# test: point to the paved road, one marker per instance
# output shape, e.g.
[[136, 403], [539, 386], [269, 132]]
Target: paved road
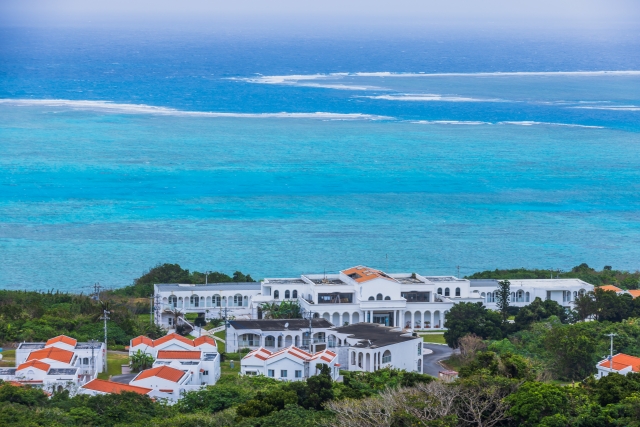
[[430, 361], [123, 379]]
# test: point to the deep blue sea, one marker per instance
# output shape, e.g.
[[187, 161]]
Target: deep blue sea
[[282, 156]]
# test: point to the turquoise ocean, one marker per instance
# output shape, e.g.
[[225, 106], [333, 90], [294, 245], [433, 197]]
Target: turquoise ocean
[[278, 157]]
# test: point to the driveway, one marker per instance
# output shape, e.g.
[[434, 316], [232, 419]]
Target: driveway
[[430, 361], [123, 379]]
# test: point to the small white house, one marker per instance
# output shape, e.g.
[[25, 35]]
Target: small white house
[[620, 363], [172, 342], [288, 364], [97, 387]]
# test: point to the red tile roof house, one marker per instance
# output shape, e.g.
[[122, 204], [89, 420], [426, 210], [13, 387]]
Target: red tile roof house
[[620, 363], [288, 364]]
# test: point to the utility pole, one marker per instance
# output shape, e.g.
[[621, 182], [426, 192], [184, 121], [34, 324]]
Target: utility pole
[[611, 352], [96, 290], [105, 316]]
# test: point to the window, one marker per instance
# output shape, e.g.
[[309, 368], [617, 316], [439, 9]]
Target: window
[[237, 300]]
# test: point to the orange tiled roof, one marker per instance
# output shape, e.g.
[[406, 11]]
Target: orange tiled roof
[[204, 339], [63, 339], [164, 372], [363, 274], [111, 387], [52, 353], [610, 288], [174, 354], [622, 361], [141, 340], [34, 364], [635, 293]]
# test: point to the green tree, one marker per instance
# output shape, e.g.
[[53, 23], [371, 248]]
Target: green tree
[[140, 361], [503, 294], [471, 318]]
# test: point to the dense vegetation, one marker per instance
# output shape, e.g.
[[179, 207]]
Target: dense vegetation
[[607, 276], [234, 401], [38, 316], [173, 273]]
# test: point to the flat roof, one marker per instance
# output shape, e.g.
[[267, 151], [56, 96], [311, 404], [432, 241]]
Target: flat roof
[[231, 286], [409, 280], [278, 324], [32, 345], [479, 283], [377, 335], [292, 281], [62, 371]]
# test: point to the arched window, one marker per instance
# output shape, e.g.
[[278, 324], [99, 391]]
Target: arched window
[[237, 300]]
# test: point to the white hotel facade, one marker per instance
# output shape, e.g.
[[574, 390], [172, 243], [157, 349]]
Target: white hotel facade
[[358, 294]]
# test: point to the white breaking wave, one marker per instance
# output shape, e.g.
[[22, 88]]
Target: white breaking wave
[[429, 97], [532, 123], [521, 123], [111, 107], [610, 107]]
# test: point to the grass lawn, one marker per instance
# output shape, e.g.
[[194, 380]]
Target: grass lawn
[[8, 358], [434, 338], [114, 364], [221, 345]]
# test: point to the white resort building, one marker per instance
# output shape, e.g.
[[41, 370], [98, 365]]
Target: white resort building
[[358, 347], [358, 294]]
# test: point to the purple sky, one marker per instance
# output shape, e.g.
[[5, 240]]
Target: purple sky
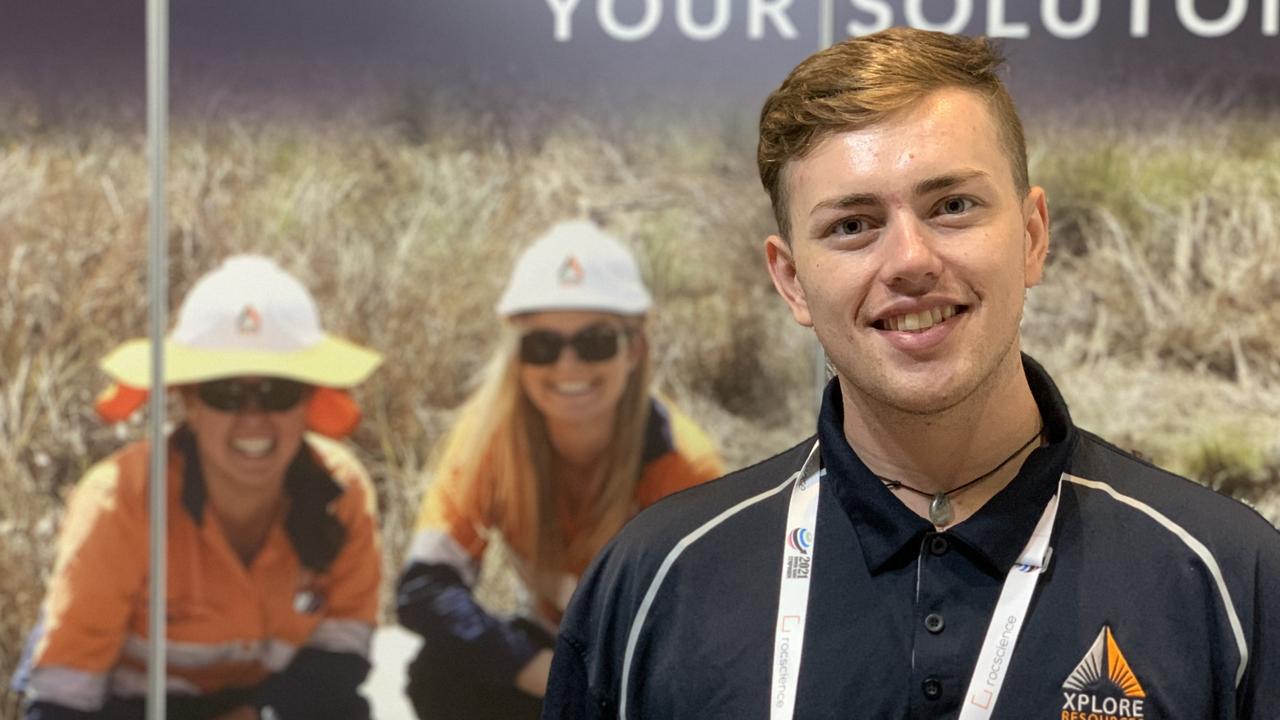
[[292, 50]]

⁂

*What the task requires*
Reproduce, word for word, the part of the records that opens with the line containing "# test: point to the grass" and closes with the line containing "[[358, 347], [358, 294]]", including both of those lines.

*Written response*
# test: point to the grass lawn, one marker per instance
# output shape, e.g.
[[194, 380]]
Target: grass lawn
[[8, 358], [434, 338], [114, 364], [221, 345]]
# test: point to the white resort building, one marker per instance
# output shape, e.g.
[[41, 370], [98, 365]]
Target: white resort building
[[358, 347], [358, 294]]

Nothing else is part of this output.